Work to be completed
Restate all the data exactly, so that each line is the same as before.

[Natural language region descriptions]
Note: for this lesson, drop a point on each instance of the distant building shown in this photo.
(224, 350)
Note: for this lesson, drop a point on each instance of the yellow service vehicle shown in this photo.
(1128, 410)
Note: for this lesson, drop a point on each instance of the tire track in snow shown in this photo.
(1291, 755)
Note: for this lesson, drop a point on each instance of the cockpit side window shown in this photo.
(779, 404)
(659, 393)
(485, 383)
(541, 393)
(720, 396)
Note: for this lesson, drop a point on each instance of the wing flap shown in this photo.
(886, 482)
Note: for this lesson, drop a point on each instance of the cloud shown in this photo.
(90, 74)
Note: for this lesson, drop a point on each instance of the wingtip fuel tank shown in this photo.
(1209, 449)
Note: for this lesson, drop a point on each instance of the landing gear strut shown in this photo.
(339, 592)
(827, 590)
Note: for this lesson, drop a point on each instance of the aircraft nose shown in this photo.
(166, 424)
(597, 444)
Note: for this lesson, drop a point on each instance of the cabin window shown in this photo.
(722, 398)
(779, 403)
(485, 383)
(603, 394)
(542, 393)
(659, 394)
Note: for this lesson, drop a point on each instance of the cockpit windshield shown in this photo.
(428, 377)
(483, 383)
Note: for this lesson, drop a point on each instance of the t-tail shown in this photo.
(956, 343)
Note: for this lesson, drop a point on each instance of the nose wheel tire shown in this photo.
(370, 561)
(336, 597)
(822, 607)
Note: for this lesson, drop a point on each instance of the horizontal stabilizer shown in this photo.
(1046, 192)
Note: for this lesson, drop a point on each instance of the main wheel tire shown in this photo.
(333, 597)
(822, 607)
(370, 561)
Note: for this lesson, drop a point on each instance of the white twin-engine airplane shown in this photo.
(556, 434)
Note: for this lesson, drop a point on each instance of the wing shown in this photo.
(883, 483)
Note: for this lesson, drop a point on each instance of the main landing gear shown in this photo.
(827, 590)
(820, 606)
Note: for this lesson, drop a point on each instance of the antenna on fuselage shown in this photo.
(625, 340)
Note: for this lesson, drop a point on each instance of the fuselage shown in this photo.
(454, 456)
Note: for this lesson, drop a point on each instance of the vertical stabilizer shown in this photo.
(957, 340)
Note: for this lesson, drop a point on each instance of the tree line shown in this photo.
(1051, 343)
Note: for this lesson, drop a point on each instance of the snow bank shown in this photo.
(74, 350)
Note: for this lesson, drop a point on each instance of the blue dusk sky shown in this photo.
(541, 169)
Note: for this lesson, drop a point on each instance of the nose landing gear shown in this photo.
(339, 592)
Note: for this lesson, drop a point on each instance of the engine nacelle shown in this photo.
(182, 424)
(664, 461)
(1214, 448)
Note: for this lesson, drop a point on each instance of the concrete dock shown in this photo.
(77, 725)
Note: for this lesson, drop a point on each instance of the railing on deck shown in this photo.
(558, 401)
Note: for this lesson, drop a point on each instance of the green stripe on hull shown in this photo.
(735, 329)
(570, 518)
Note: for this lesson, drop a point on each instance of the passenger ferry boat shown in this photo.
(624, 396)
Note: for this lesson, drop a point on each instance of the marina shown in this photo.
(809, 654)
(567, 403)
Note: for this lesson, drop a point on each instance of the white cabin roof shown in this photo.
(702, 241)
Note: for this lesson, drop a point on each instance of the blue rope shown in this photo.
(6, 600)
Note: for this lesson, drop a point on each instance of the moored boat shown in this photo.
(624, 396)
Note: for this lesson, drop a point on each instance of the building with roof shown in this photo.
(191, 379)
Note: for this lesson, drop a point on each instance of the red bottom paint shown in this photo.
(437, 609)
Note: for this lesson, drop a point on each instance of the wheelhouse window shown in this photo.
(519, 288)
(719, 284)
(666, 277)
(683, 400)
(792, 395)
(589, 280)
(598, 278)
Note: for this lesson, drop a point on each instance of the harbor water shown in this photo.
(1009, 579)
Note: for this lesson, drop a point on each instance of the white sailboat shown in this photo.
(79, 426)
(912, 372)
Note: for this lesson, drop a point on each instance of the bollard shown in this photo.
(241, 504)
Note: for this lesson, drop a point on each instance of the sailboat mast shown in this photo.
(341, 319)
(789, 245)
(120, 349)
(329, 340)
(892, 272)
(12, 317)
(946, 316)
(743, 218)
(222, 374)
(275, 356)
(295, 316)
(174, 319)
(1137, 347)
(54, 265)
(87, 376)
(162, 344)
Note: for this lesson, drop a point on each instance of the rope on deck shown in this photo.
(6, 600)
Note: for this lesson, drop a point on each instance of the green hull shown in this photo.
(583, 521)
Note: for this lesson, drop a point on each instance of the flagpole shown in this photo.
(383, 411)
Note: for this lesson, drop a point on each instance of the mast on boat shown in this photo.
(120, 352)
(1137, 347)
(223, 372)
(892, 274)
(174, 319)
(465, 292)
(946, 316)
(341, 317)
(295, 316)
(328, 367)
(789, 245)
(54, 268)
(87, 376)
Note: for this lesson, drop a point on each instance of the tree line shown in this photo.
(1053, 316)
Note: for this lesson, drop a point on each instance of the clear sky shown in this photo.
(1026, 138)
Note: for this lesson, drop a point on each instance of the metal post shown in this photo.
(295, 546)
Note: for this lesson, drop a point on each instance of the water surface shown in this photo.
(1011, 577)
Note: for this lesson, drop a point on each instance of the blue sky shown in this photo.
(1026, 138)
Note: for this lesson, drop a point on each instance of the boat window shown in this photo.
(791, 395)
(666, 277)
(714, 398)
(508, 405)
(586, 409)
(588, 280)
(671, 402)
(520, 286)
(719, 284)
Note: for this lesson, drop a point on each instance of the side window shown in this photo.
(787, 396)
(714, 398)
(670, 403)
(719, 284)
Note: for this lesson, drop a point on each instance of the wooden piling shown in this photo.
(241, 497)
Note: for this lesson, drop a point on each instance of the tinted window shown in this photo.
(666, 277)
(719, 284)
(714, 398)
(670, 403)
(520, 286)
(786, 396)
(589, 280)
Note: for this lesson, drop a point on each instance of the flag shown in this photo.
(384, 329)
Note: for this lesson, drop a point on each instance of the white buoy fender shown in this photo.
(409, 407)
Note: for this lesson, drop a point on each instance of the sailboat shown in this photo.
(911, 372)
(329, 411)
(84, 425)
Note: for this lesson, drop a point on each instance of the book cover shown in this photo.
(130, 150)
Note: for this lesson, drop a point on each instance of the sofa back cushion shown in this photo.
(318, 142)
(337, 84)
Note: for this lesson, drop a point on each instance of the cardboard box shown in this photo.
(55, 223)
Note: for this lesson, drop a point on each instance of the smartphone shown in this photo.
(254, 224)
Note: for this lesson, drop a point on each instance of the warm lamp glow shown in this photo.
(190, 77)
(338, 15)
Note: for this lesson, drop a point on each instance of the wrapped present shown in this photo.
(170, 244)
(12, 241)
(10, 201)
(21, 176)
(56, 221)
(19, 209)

Worked solution
Note: for this lesson, drop a point on each instance of the distant building shown in this photo.
(224, 350)
Note: for this lesson, drop a point on each instance of the yellow service vehicle shown in this photo.
(1128, 410)
Note: for this lesson, drop a point on each instance of the tire track in snow shown in this photo.
(1291, 755)
Note: for this lesson, drop a point on each instance of the cockpit side window shown in this photo.
(779, 404)
(659, 393)
(485, 383)
(541, 393)
(720, 396)
Note: for this lesson, drop a point on each instance of the wing flap shown in this photo.
(886, 482)
Note: for this lesson, drop a point on each instance of the cloud shown in this photo.
(90, 74)
Note: for this lesson, drop a point on each instance of the wingtip fuel tank shown in this photo.
(1209, 449)
Note: for this lesson, drop a point on each instance of the landing gear strut shown in this photo.
(339, 592)
(827, 590)
Note: for this lesson, drop a point on each instance of the aircraft nose shown in this photo.
(166, 424)
(597, 444)
Note: for this lesson, drop a point on each instance of the cabin window shown in this photo.
(722, 398)
(779, 403)
(485, 383)
(603, 394)
(542, 393)
(659, 394)
Note: for this lesson, drop a point on each instance of the cockpit windshield shown in this photo.
(428, 377)
(483, 383)
Note: for this lesson, drop a point on each instance of the t-tail shown in this photo.
(956, 343)
Note: for this lesson, drop a point on each instance of the nose wheel tire shown in this photo.
(370, 561)
(336, 597)
(822, 607)
Note: for this lesson, drop a point on each instance of the horizontal stabilizer shown in this photo.
(1046, 192)
Note: for this lesson, drop a point on each instance of the main wheel tire shown in this photo.
(333, 597)
(822, 607)
(370, 561)
Note: for this lesson, drop a point on each instance of the white twin-engine airplane shown in this photo.
(556, 434)
Note: for this lesson, drop a point on each instance of the wing shown in this photo.
(883, 483)
Note: for this lesson, drop a point on each instance of the main landing gear shown in this photo.
(827, 590)
(820, 606)
Note: for this lesson, drop a point on each instance of the antenna on fuselage shown in this photo.
(625, 340)
Note: for this lesson, drop a point on each instance of the fuselage shown in this photo.
(454, 456)
Note: for this lesson, drop a point on each instance of the vertical stabilizer shown in this photo.
(957, 340)
Note: for this lesson, drop a point on each instance of the tree line shown in this photo.
(1051, 343)
Note: for this lesson, drop a point on each instance of the snow bank shown in this photo.
(74, 350)
Note: for this lesson, drop a point on each instance of the blue dusk sky shown in this photo.
(541, 169)
Note: for this lesson, drop a point on each instance of the nose landing gear shown in this photo.
(339, 592)
Note: for this lesson, drop a point on each instance of the engine nacelle shown in this photo.
(182, 424)
(664, 461)
(1214, 448)
Note: for this lesson, drop a point on each instance of the concrete dock shown in this photo.
(77, 725)
Note: for this lesson, drop a point on each instance of the railing on deck shown in this photo.
(558, 401)
Note: for this lesson, drop a point on each instance of the green stripe on hull shown in this photo.
(735, 329)
(570, 518)
Note: for this lesson, drop a point on each instance of the passenger ferry boat shown in this photo.
(624, 396)
Note: for this lesson, drop a point on each instance of the marina shown in this photo.
(809, 654)
(567, 403)
Note: for this lesson, drop a point on each instance of the white cabin roof shown in this photo.
(702, 241)
Note: for this lesson, drop a point on each instance of the blue rope shown in this photo.
(6, 600)
Note: for this lesson, drop a point on each instance of the moored boat shown in this photo.
(624, 396)
Note: for this lesson, drop a point on each instance of the building with roof shown in this photo.
(191, 379)
Note: for this lesson, drop a point on each instance of the red bottom paint shown in this photo.
(437, 609)
Note: for this lesson, drop a point on each instance of the wheelhouse window shown in this photo.
(519, 288)
(719, 284)
(666, 277)
(683, 400)
(792, 395)
(589, 280)
(598, 278)
Note: for this lesson, drop a point on each instance of the harbor water shown in this photo.
(1009, 579)
Note: for this lesson, drop a point on each instance of the white sailboat shown in this photo.
(79, 426)
(912, 372)
Note: for this lesson, drop a point on each instance of the bollard shown in this photo.
(241, 504)
Note: for this lesson, drop a point on each instance of the sailboat mast shown in this photo.
(341, 319)
(789, 245)
(120, 349)
(329, 340)
(892, 272)
(12, 317)
(946, 316)
(743, 218)
(222, 374)
(275, 356)
(295, 316)
(174, 319)
(1137, 347)
(54, 265)
(87, 376)
(162, 344)
Note: for this lesson, drop a point on each instance of the rope on deck shown in this photo.
(6, 600)
Note: for this lesson, drop a point on each instance of the green hull shown in this photo.
(583, 521)
Note: for this lesson, drop a point on each instance of the flagpole shown in this photo.
(383, 411)
Note: for this lesson, drop a point on each instance of the mast on boat shown in this photo.
(120, 352)
(1137, 347)
(223, 372)
(892, 274)
(174, 319)
(465, 292)
(946, 316)
(341, 317)
(295, 316)
(328, 367)
(789, 245)
(54, 268)
(87, 376)
Note: for this lesson, drop a point on each instance of the tree line shown in this photo.
(1053, 316)
Note: for this lesson, drop a point on each instance of the clear sky shown in this photo.
(1026, 138)
Note: for this lesson, drop a point on each instance of the metal post shown in this photo.
(295, 546)
Note: for this lesson, drop a point on each instance of the water surface shown in this photo.
(1011, 577)
Note: for this lesson, drop a point on each instance of the blue sky shown in this photo.
(1026, 138)
Note: for this lesson, drop a point on each instance of the boat window shown in this photo.
(791, 395)
(666, 277)
(714, 398)
(508, 405)
(586, 409)
(588, 280)
(671, 402)
(520, 286)
(719, 284)
Note: for this lesson, drop a point on each instance of the side window shown in this photo.
(787, 396)
(714, 398)
(670, 403)
(719, 284)
Note: for this lesson, drop a point on each instance of the wooden piling shown in this photo.
(241, 497)
Note: for this lesson, drop a point on each instance of the tinted window shown in this photo.
(666, 277)
(719, 284)
(714, 398)
(670, 403)
(520, 286)
(786, 396)
(589, 280)
Note: for this lesson, drop a point on each instance of the flag shown in this photo.
(384, 329)
Note: for this lesson, drop a point on each instance of the white buoy fender shown in this photo.
(409, 407)
Note: for this lesson, drop a point on each instance of the sailboat shown in this photo.
(911, 372)
(329, 411)
(84, 425)
Note: for this lesson, drop a point on each instance of the book cover shown in this photo.
(130, 150)
Note: for this lesson, drop a point on each instance of the sofa back cushion shown in this photo.
(318, 142)
(337, 84)
Note: for this lesson, drop a point on each instance of the cardboard box shown in this photo.
(55, 223)
Note: for this lesson, drop a point on each instance of the smartphone shown in this photo.
(254, 224)
Note: for this lesson, drop a point on each instance of the warm lamp glow shown in this photo.
(190, 77)
(338, 15)
Note: for this lesson, drop a point on each instance of the wrapped present shown in this photo.
(170, 244)
(12, 241)
(10, 201)
(21, 176)
(56, 221)
(19, 209)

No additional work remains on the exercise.